**THE TASK**
Print, in exact form, the lines below from the one containing "the dark rooftop" through the one containing "of the illuminated", and omit all others.

**RECORDED INFORMATION**
_____

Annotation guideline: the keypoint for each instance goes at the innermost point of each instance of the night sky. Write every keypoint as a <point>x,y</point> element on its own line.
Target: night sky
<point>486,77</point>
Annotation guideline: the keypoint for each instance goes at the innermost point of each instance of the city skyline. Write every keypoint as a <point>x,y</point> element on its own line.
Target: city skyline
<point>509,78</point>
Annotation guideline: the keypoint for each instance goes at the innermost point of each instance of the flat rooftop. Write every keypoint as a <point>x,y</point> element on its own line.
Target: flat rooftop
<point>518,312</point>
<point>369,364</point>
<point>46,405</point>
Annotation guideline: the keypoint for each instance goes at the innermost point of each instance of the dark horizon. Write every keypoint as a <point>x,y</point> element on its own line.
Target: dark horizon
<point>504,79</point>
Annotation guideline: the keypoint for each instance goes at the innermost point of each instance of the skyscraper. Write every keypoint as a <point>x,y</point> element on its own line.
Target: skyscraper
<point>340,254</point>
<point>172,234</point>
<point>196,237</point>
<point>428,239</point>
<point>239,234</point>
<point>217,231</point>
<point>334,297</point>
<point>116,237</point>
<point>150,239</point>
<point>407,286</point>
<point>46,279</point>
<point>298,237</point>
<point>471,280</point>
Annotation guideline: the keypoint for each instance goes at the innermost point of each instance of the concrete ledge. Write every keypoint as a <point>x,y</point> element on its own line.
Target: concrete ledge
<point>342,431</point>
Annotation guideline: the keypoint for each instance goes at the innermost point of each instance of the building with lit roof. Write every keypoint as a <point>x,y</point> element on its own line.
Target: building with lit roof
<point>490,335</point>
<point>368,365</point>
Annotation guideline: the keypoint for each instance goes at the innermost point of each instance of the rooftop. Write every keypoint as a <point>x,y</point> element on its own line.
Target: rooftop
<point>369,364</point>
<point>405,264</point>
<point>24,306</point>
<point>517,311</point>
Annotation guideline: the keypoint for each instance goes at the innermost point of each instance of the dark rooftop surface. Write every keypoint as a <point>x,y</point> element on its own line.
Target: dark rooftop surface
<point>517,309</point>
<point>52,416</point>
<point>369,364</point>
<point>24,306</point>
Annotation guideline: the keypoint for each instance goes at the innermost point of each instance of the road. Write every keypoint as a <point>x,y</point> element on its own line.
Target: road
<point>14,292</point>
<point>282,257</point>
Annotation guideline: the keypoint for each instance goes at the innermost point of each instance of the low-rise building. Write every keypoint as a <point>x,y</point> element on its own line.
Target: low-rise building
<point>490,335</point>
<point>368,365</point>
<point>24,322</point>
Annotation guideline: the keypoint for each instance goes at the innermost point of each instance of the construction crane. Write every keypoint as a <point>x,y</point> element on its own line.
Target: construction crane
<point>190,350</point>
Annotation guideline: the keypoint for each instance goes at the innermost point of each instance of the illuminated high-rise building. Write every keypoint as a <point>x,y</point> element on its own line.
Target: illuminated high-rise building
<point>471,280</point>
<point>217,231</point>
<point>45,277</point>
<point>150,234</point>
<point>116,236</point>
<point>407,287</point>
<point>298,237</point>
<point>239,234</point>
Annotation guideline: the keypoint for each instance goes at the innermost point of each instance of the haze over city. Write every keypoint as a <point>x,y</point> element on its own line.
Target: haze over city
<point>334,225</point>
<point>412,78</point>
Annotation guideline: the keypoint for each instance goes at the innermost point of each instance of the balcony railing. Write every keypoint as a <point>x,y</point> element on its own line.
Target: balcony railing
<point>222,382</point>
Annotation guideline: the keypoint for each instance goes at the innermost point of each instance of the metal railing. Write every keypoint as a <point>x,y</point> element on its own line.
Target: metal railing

_____

**OUTPUT FOR THIS TASK**
Annotation guideline: the keypoint for each instance goes at the innermost point of each instance of the dark rooftop surface. Write every keypoint as a <point>x,y</point> element on its own line.
Target: dark rooftop surface
<point>517,309</point>
<point>52,416</point>
<point>369,364</point>
<point>24,306</point>
Annotation guideline: the keypoint for each instance goes at the innermost point of each instance of the road. Write every keypoint as a <point>x,y</point> element on its own line.
Target: road
<point>14,292</point>
<point>282,257</point>
Annotation guideline: the keypoint for each instance goes at the innermost point of each instance of the low-rise building. Write every keypoint as a <point>x,y</point> element on its own line.
Target: low-rise building
<point>490,335</point>
<point>368,365</point>
<point>24,322</point>
Annotation guideline: the keypoint for each instance goes at the innermost point of each instance of the construction crane. Write every keypoint as a <point>x,y</point> element on its own line.
Target: construction crane
<point>190,350</point>
Annotation guideline: the keypoint for each instance goes at the innermost point of each instance of the illuminated high-rise building. Write every keypoint as a <point>x,y</point> element on its own line.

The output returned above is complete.